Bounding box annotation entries
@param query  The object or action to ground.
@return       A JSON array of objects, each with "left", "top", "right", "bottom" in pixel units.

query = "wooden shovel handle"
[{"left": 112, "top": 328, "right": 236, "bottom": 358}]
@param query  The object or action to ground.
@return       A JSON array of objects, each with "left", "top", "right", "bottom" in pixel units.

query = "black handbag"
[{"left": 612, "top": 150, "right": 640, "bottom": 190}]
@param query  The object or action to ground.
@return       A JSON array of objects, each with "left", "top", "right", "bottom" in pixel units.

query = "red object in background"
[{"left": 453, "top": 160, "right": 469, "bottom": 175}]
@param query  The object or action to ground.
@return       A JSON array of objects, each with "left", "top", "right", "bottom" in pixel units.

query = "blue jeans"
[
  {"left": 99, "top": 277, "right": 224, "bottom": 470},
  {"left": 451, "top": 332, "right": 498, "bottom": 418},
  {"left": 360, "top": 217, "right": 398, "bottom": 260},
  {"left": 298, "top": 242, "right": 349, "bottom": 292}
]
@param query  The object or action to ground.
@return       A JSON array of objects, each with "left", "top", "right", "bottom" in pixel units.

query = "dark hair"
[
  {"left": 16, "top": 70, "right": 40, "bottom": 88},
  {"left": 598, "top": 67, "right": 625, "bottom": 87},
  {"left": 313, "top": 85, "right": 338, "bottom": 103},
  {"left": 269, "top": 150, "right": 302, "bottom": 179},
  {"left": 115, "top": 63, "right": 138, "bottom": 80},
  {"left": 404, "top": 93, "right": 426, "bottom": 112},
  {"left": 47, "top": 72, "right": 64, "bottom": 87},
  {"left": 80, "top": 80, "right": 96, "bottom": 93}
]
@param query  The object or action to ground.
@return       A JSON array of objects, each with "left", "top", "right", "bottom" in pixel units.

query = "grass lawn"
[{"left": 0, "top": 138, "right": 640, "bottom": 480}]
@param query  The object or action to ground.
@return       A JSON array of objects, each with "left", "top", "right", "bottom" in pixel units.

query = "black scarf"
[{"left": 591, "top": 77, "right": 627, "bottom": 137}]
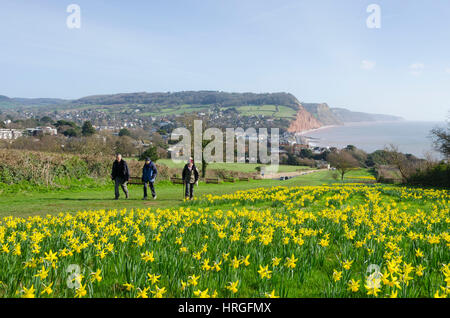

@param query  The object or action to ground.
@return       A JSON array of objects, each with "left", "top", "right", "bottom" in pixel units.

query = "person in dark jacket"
[
  {"left": 111, "top": 153, "right": 130, "bottom": 200},
  {"left": 142, "top": 158, "right": 158, "bottom": 200},
  {"left": 182, "top": 158, "right": 198, "bottom": 200}
]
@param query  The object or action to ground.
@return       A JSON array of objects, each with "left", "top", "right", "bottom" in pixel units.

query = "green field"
[
  {"left": 0, "top": 170, "right": 371, "bottom": 217},
  {"left": 157, "top": 159, "right": 311, "bottom": 172}
]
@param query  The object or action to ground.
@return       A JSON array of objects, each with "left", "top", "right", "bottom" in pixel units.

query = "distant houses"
[
  {"left": 0, "top": 129, "right": 23, "bottom": 139},
  {"left": 0, "top": 127, "right": 58, "bottom": 140}
]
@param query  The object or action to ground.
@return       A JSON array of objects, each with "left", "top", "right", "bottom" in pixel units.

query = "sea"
[{"left": 302, "top": 121, "right": 447, "bottom": 159}]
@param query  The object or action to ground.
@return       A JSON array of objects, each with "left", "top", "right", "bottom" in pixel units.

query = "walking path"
[{"left": 262, "top": 169, "right": 328, "bottom": 179}]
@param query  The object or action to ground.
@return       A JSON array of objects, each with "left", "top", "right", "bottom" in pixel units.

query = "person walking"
[
  {"left": 142, "top": 158, "right": 158, "bottom": 200},
  {"left": 111, "top": 153, "right": 130, "bottom": 200},
  {"left": 182, "top": 158, "right": 199, "bottom": 200}
]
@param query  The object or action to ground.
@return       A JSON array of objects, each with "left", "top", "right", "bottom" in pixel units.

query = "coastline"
[
  {"left": 295, "top": 125, "right": 341, "bottom": 136},
  {"left": 297, "top": 120, "right": 445, "bottom": 158},
  {"left": 296, "top": 119, "right": 412, "bottom": 136}
]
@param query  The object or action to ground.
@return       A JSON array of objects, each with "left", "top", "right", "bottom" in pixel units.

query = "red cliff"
[{"left": 288, "top": 104, "right": 323, "bottom": 133}]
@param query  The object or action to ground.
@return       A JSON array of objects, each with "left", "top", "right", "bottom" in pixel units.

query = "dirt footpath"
[{"left": 261, "top": 169, "right": 328, "bottom": 179}]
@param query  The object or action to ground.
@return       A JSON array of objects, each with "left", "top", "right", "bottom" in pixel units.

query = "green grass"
[
  {"left": 157, "top": 159, "right": 311, "bottom": 172},
  {"left": 0, "top": 170, "right": 376, "bottom": 217}
]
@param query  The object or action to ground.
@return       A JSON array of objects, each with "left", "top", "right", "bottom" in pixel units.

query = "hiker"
[
  {"left": 182, "top": 158, "right": 198, "bottom": 200},
  {"left": 142, "top": 158, "right": 158, "bottom": 200},
  {"left": 111, "top": 153, "right": 130, "bottom": 200}
]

## Work to do
How many lines in the records above contain the string "walking"? Reply with the number alone.

## Solution for this exercise
2